## WORK TO COMPLETE
Present the following entries again, word for word and in full.
═════ RECORDS FOR THE EXERCISE
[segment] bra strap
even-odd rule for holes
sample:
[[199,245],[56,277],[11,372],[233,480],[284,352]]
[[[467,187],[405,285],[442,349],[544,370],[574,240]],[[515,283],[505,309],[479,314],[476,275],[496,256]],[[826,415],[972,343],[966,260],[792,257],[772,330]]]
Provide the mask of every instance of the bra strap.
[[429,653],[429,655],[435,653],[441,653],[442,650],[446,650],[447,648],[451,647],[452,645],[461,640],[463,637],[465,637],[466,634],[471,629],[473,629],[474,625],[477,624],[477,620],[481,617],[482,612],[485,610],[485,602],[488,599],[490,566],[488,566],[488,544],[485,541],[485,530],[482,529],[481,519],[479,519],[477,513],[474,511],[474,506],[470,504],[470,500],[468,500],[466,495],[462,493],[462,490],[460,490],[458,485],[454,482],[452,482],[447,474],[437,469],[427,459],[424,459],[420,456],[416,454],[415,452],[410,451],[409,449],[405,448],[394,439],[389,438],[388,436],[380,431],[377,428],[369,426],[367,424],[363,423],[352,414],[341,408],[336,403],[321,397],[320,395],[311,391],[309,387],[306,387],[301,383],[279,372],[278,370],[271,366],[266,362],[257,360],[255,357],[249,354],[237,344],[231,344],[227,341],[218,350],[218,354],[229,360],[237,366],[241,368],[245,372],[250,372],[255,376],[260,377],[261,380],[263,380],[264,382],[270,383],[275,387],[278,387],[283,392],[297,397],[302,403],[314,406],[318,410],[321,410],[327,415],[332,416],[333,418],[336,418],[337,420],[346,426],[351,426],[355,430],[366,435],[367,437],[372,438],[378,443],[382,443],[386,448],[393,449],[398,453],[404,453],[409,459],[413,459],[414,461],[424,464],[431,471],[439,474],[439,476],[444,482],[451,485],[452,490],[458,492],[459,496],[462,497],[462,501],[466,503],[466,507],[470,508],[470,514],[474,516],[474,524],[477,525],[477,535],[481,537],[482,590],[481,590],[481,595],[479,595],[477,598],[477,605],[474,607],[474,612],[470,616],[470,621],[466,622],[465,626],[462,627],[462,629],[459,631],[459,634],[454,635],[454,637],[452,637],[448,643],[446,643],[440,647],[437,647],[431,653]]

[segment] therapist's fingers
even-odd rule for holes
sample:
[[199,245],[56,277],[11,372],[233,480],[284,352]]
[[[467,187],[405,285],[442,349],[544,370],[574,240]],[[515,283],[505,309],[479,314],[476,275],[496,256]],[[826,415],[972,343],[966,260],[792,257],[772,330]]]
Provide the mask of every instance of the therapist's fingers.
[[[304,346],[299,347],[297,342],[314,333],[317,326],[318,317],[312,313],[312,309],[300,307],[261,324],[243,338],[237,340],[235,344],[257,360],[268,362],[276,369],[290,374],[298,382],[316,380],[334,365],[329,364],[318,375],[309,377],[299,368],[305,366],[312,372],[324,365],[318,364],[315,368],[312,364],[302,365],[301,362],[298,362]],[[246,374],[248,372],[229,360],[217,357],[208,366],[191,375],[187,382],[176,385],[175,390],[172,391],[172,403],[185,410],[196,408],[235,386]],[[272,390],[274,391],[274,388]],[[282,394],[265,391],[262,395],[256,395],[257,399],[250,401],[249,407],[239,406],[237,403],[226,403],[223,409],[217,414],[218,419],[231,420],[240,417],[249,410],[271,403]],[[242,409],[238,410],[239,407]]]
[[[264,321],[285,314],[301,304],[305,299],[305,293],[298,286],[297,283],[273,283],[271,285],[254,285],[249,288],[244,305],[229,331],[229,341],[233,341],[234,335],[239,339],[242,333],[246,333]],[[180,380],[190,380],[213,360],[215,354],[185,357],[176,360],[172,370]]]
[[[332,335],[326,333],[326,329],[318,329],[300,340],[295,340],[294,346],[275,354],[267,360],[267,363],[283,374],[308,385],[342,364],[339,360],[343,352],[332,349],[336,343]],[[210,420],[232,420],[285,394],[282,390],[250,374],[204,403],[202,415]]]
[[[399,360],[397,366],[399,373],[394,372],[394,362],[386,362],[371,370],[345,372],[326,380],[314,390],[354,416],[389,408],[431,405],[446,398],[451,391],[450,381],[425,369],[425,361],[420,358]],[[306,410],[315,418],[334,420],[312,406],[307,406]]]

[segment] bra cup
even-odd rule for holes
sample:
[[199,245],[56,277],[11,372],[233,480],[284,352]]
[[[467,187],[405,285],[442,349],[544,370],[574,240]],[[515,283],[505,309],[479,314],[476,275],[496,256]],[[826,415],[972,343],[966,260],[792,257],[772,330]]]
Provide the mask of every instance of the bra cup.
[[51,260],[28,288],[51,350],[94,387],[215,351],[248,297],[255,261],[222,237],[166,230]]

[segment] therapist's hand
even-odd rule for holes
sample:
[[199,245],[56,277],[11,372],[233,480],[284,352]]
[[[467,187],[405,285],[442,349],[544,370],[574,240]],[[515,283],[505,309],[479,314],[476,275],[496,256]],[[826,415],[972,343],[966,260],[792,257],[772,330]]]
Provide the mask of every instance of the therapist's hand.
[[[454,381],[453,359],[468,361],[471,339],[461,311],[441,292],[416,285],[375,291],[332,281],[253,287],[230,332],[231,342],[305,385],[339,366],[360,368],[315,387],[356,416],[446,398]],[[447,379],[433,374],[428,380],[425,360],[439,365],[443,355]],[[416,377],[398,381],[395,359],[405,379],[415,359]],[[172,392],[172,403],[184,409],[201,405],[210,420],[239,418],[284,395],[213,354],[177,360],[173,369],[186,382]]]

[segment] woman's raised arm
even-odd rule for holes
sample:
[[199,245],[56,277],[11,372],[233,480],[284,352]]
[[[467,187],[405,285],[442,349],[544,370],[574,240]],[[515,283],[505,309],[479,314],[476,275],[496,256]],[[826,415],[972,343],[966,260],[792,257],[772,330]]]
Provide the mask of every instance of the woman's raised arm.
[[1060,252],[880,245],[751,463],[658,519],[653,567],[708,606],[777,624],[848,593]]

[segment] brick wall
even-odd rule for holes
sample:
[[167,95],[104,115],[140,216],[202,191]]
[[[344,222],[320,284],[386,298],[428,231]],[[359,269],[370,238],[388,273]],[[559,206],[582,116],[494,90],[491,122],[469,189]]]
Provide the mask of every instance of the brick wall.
══════════
## TASK RESULT
[segment] bra strap
even-odd rule for holes
sample:
[[199,245],[56,277],[11,372],[233,480],[284,352]]
[[[467,187],[405,285],[442,349],[544,370],[574,240]],[[515,283],[505,309],[479,314],[476,275],[496,256]],[[826,415],[972,343],[966,260],[792,257],[772,330]]]
Provide the mask of every instance of the bra strap.
[[429,653],[429,655],[435,653],[441,653],[442,650],[446,650],[447,648],[451,647],[452,645],[461,640],[463,637],[465,637],[466,634],[471,629],[473,629],[474,625],[477,624],[477,620],[481,617],[482,612],[485,610],[485,602],[488,599],[490,566],[488,566],[488,544],[485,541],[485,530],[482,529],[481,519],[479,519],[477,513],[474,511],[474,506],[470,504],[470,500],[468,500],[466,495],[462,493],[462,490],[460,490],[458,485],[454,482],[452,482],[447,474],[437,469],[427,459],[424,459],[420,456],[416,454],[415,452],[410,451],[409,449],[405,448],[394,439],[389,438],[388,436],[380,431],[377,428],[369,426],[367,424],[363,423],[352,414],[341,408],[336,403],[321,397],[320,395],[311,391],[309,387],[306,387],[301,383],[279,372],[278,370],[271,366],[266,362],[257,360],[255,357],[249,354],[237,344],[231,344],[227,341],[218,350],[218,354],[229,360],[237,366],[241,368],[245,372],[250,372],[255,376],[260,377],[261,380],[263,380],[264,382],[270,383],[275,387],[278,387],[283,392],[297,397],[302,403],[314,406],[318,410],[321,410],[327,415],[332,416],[333,418],[336,418],[337,420],[346,426],[351,426],[355,430],[366,435],[367,437],[372,438],[378,443],[382,443],[386,448],[393,449],[398,453],[404,453],[409,459],[413,459],[414,461],[424,464],[431,471],[439,474],[439,476],[444,482],[451,485],[452,490],[458,492],[459,496],[462,497],[462,501],[466,503],[466,507],[470,508],[470,514],[474,516],[474,524],[477,525],[477,535],[481,537],[482,590],[481,590],[481,595],[479,595],[477,598],[477,605],[474,607],[474,612],[470,616],[470,621],[466,622],[465,626],[462,627],[462,629],[459,631],[459,634],[454,635],[454,637],[452,637],[448,643],[446,643],[440,647],[437,647],[431,653]]

[segment] therapist's fingers
even-odd rule for holes
sample:
[[199,245],[56,277],[11,372],[233,480],[284,352]]
[[[467,187],[405,285],[442,349],[544,370],[574,240]],[[515,283],[505,309],[479,314],[476,275],[496,256]],[[826,415],[972,343],[966,260],[792,257],[772,330]]]
Provide the mask of every instance of the therapist's fingers.
[[[304,346],[299,347],[297,342],[314,333],[317,326],[318,317],[312,313],[312,309],[300,307],[261,324],[243,338],[237,340],[235,344],[257,360],[268,362],[276,369],[290,374],[298,382],[316,380],[334,365],[329,364],[318,375],[309,377],[299,368],[305,366],[312,372],[324,365],[318,364],[315,368],[312,364],[302,365],[301,362],[298,362]],[[246,374],[248,372],[229,360],[217,357],[208,366],[191,375],[187,382],[176,385],[175,390],[172,391],[172,403],[185,410],[196,408],[235,386]],[[272,390],[274,391],[274,388]],[[282,394],[265,391],[262,395],[256,395],[257,399],[250,401],[249,407],[239,406],[237,403],[226,403],[223,409],[217,414],[218,419],[231,420],[240,417],[249,410],[271,403]],[[242,409],[238,410],[239,407]]]
[[[264,321],[285,314],[301,304],[305,299],[305,293],[298,286],[297,283],[273,283],[271,285],[254,285],[249,288],[244,305],[229,331],[229,341],[233,341],[234,335],[239,339],[242,333],[246,333]],[[180,380],[190,380],[213,360],[215,354],[185,357],[176,360],[172,370]]]
[[[332,335],[326,333],[326,329],[318,329],[300,340],[295,340],[294,346],[275,354],[267,360],[267,363],[283,374],[308,385],[342,364],[339,360],[343,352],[332,349],[336,343]],[[210,420],[232,420],[285,394],[282,390],[250,374],[204,403],[202,415]]]
[[[399,360],[397,366],[399,373],[394,372],[394,362],[386,362],[371,370],[345,372],[326,380],[314,390],[354,416],[389,408],[431,405],[446,398],[451,391],[450,381],[425,369],[425,361],[420,358]],[[306,410],[315,418],[334,420],[312,406],[307,406]]]

[segment] bra cup
even-odd rule for holes
sample:
[[199,245],[56,277],[11,372],[233,480],[284,352]]
[[[467,187],[405,285],[442,349],[544,370],[574,240]],[[515,283],[505,309],[479,314],[476,275],[496,256]],[[826,415],[972,343],[966,260],[792,257],[772,330]]]
Provide the mask of every instance of the bra cup.
[[51,260],[28,288],[51,350],[94,387],[215,351],[248,297],[255,261],[222,237],[166,230]]

[segment] therapist's hand
even-odd rule for holes
sample:
[[199,245],[56,277],[11,372],[233,480],[284,352]]
[[[467,187],[405,285],[442,349],[544,370],[574,240]],[[515,283],[505,309],[479,314],[476,275],[496,256]],[[826,415],[972,343],[966,260],[792,257],[772,330]]]
Provide the mask of every instance of the therapist's hand.
[[[454,381],[453,359],[468,361],[471,339],[461,311],[441,292],[416,285],[375,291],[332,281],[253,287],[230,332],[231,342],[305,385],[339,366],[360,368],[315,387],[356,416],[446,398]],[[447,379],[433,374],[428,380],[425,360],[439,365],[443,355]],[[416,377],[398,381],[395,359],[405,379],[415,359]],[[172,392],[172,403],[184,409],[201,405],[210,420],[239,418],[284,395],[213,354],[177,360],[173,369],[186,382]]]

[segment] woman's raised arm
even-odd rule for holes
sample:
[[199,245],[56,277],[11,372],[233,480],[284,352]]
[[[467,187],[405,285],[442,349],[544,370],[574,240]],[[515,283],[505,309],[479,314],[476,275],[496,256]],[[826,415],[972,343],[966,260],[792,257],[772,330]]]
Provide the mask of every instance of the woman's raised arm.
[[1060,252],[880,245],[751,463],[658,519],[653,567],[708,606],[777,624],[848,593]]

[segment] brick wall
even-odd rule for holes
sample:
[[167,95],[104,115],[140,216],[202,191]]
[[[344,222],[320,284],[386,298],[428,231]],[[359,269],[370,238],[388,273]],[[559,206],[582,116],[494,90],[491,122],[469,189]]]
Provide the mask of every instance of the brick wall.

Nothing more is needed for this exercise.